Would you repeat the entries below exactly and omit the pictures?
=== Information ===
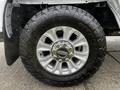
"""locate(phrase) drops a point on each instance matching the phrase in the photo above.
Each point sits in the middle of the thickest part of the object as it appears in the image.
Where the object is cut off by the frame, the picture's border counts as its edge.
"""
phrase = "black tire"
(61, 15)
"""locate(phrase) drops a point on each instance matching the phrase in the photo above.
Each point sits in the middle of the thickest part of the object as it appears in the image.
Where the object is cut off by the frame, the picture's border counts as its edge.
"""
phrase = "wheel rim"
(62, 50)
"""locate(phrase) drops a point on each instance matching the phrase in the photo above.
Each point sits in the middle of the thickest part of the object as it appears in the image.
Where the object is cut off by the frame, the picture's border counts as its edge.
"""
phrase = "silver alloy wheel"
(62, 50)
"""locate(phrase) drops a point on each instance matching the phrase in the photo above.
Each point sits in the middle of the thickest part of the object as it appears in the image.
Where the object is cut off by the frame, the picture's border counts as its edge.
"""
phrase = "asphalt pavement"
(16, 77)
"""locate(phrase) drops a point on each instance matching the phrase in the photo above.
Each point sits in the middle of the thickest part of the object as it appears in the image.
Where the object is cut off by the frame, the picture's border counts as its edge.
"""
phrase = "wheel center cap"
(62, 50)
(62, 53)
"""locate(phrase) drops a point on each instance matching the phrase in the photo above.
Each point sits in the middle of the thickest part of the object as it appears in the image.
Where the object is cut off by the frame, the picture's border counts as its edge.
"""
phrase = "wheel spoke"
(43, 46)
(46, 60)
(71, 65)
(67, 33)
(52, 35)
(58, 67)
(81, 53)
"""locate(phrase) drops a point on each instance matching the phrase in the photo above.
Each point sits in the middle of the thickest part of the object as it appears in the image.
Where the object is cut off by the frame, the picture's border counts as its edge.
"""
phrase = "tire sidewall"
(42, 24)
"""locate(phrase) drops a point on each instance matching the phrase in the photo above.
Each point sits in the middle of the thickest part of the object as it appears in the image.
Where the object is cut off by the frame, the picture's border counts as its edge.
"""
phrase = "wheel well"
(101, 11)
===
Final answer:
"""locate(phrase) drops a point on each instance matching the phrase in the photo above.
Each point sits in the middle of the thickest part of the object as it appears in the image.
Where the object is cut off by the frame, the picture's border counts as its edge.
"""
phrase = "black tire"
(61, 15)
"""locate(phrase) drops a point on each instance matching the phrase in the photo above.
Each point sits in the middle of the thickest part of the object as it appears in the image.
Where the object is cut off by the frame, the picture's border counts as its edge.
"""
phrase = "wheel rim"
(62, 50)
"""locate(phrase) drops a point on each instance matching the phrase in the photo above.
Each point sits in the middle of the thickest part of the object as it appears in the image.
Where the object is cut off by the frame, the picture's border counts as its edge.
"""
phrase = "silver alloy wheel"
(62, 50)
"""locate(phrase) drops a point on each instance matching the phrase in the photo above.
Each point sits in the middle of the thickest part of the object as it appears in the image.
Where the object is cut off by the frame, the picture's border counts as its edge.
"""
phrase = "asphalt pavement"
(16, 77)
"""locate(phrase) drops a point on each instance matching the phrase in the photo above.
Each point sits in the middle of the thickest part of the object as it appears in the image.
Where the object is cut off by the frame, the picture's border counts as its edge.
"""
phrase = "wheel center cap"
(62, 50)
(62, 53)
"""locate(phrase) drops a point on each instance matching the phrase in the photo above.
Each point sits in the middle of the thickest part of the object as it appears in the image.
Where the object is cut off by the frame, the picture's border counts as its edge.
"""
phrase = "wheel spoke"
(43, 46)
(46, 60)
(71, 65)
(67, 33)
(52, 35)
(58, 67)
(81, 53)
"""locate(phrase) drops a point on each instance matching the phrase in the photo above.
Each point sits in the middle of the thickest part of the object as it appears in the image.
Where the object is cut off by the frame, the picture's border counts as its edge.
"""
phrase = "tire sidewall"
(42, 24)
"""locate(phrase) drops a point on each instance matching the phrase in the photo above.
Each point sits in the middle of the thickest part of the object as it appears in the image.
Where the object is cut off by the frame, the picture's border counts as its edge.
"""
phrase = "wheel well"
(101, 11)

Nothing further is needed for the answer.